> Required work
Please extract every line of the items below that contains the string "basketball", and treat uppercase and lowercase as different.

** BEGIN Data in this exercise **

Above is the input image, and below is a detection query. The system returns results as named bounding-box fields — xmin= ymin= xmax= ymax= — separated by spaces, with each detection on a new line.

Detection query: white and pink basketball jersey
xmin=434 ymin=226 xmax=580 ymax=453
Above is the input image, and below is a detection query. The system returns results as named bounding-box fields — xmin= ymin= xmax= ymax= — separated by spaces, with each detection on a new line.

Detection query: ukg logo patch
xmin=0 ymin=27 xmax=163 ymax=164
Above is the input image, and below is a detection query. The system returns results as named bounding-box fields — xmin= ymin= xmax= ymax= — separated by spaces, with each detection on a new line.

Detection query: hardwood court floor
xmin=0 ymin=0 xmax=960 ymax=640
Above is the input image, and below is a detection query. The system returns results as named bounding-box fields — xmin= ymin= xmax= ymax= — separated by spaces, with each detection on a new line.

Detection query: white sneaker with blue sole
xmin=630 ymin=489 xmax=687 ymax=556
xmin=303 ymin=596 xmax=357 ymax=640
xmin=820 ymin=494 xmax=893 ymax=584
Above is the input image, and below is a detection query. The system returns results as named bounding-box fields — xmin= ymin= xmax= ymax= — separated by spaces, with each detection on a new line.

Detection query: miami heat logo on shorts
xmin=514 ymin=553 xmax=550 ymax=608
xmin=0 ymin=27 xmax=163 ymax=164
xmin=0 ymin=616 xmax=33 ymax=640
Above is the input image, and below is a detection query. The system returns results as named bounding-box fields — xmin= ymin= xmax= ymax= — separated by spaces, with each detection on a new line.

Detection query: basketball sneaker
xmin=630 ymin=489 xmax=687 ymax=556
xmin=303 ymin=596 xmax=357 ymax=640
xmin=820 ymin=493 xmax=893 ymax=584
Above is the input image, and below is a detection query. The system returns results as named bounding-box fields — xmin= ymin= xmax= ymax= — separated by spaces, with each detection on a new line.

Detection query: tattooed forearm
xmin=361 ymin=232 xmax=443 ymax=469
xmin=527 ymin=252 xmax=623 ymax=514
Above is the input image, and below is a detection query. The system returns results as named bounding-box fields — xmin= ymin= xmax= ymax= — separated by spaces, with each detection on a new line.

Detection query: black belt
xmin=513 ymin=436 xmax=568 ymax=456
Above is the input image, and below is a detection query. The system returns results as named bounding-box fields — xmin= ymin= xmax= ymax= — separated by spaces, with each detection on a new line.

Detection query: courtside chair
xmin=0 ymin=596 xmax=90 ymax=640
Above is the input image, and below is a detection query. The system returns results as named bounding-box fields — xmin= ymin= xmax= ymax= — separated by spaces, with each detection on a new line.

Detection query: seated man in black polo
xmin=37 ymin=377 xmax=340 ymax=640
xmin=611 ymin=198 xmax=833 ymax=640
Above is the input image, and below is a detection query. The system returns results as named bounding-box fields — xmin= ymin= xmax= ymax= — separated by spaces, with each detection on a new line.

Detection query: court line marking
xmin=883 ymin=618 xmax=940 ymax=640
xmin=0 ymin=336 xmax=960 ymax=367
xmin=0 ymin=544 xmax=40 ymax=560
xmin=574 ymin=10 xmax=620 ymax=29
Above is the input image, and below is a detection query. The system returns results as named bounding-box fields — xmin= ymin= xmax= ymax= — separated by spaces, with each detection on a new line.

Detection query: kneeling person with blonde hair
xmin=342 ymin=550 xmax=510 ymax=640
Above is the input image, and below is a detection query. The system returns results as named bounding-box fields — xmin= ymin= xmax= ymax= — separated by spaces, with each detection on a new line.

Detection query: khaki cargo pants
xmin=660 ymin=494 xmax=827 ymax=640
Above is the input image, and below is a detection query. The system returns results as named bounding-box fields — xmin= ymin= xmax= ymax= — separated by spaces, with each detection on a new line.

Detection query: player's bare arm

** END Data in this exercise **

> Task answer
Detection query: white and pink basketball jersey
Detection query: basketball sneaker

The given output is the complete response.